----- Dataset extract -----
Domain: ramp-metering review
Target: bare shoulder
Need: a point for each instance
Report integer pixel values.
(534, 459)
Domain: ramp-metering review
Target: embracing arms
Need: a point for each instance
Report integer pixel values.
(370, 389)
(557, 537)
-----
Assignment: Retype all of the records so that every line matches the original exactly.

Exercise solution:
Domain: ramp-metering review
Target: bare shoulder
Need: a point for each instance
Report integer pixel values.
(534, 459)
Domain: ramp-metering review
Target: embracing arms
Need: a point for each instance
Report integer pixel values.
(370, 389)
(557, 537)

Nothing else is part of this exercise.